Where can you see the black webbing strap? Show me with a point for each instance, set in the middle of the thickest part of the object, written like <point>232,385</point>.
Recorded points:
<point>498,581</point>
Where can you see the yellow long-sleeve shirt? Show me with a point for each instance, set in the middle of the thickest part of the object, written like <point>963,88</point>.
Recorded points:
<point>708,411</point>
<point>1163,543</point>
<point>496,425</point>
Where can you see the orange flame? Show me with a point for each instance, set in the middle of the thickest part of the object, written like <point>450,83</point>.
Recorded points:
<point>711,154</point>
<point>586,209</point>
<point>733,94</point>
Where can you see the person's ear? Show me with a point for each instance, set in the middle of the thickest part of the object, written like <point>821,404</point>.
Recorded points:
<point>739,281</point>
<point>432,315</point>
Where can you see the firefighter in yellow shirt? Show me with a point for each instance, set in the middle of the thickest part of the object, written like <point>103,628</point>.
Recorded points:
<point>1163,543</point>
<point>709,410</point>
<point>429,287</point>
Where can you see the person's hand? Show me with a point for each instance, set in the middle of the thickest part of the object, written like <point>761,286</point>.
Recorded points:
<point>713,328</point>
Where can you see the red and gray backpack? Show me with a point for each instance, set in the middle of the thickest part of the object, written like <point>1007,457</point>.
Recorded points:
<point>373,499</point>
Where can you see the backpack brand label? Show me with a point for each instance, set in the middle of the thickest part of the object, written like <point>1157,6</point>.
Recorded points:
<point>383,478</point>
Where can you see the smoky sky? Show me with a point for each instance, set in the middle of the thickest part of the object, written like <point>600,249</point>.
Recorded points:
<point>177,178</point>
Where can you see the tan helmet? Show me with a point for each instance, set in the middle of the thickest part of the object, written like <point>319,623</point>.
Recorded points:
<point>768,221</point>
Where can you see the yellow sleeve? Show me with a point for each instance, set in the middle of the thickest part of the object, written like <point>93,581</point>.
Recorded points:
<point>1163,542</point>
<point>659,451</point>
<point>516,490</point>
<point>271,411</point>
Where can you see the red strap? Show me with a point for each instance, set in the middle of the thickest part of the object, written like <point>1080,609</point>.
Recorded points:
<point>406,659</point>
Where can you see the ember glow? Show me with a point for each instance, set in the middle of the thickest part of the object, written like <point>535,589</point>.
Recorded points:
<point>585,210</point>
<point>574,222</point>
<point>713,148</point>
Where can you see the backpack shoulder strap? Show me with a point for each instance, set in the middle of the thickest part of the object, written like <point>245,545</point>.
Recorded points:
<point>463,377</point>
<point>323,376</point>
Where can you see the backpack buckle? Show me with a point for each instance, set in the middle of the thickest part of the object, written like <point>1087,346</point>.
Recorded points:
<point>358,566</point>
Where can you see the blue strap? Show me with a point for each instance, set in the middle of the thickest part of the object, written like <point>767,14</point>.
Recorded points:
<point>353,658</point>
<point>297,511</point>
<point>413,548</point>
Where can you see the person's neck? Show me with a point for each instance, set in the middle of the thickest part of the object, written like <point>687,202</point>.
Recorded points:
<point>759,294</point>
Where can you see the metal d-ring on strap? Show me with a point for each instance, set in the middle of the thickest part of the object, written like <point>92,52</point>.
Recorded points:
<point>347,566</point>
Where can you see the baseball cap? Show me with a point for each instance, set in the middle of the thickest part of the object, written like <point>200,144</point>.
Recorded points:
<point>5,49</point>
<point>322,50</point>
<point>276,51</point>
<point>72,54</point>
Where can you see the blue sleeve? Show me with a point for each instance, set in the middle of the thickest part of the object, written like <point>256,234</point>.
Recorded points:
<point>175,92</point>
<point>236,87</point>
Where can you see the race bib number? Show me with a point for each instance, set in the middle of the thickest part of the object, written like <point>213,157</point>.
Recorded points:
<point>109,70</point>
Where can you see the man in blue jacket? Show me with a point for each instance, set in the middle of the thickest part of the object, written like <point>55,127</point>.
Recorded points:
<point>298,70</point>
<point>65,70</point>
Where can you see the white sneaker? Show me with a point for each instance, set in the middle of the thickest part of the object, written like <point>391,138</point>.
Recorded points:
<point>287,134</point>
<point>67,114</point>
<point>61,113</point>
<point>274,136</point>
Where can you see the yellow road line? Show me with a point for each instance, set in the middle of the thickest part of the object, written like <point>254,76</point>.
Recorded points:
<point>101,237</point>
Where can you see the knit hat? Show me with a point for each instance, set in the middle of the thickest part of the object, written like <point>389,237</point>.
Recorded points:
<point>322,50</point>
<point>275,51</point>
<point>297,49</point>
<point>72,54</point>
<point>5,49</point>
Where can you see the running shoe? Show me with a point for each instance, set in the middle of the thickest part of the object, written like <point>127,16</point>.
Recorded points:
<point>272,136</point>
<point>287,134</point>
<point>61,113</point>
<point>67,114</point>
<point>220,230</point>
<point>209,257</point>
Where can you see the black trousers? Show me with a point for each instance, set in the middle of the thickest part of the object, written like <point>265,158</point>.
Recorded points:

◆ ◆ ◆ ◆ ◆

#### Task details
From the first line of the data above to the line containing "Where can you see the firefighter", repeat everything exactly and add nothing.

#### Exercise result
Where can you see the black webbing strap? Show me with a point for each instance, set in the middle of the thickest part of the object, written like <point>232,385</point>.
Recorded points:
<point>498,581</point>
Where can you see the yellow long-sleeve shirt? Show me with a point for each instance, set in the middle of the thickest part of the object, written like <point>963,88</point>.
Recorded points:
<point>708,411</point>
<point>1163,543</point>
<point>496,425</point>
Where can you see the orange flame? Show me with a point for each instance, set in the middle of the thickest part of the object, written like <point>450,83</point>.
Recorded points:
<point>711,154</point>
<point>586,209</point>
<point>733,94</point>
Where can you see the person's ear? Show me with a point for each instance, set in the middle of the thickest part of the object, written like <point>821,404</point>.
Recorded points:
<point>739,281</point>
<point>432,315</point>
Where can you see the firefighter in yellow shirt? Show me with a point for each instance, set in the middle of the thickest part of the object, written like <point>103,628</point>.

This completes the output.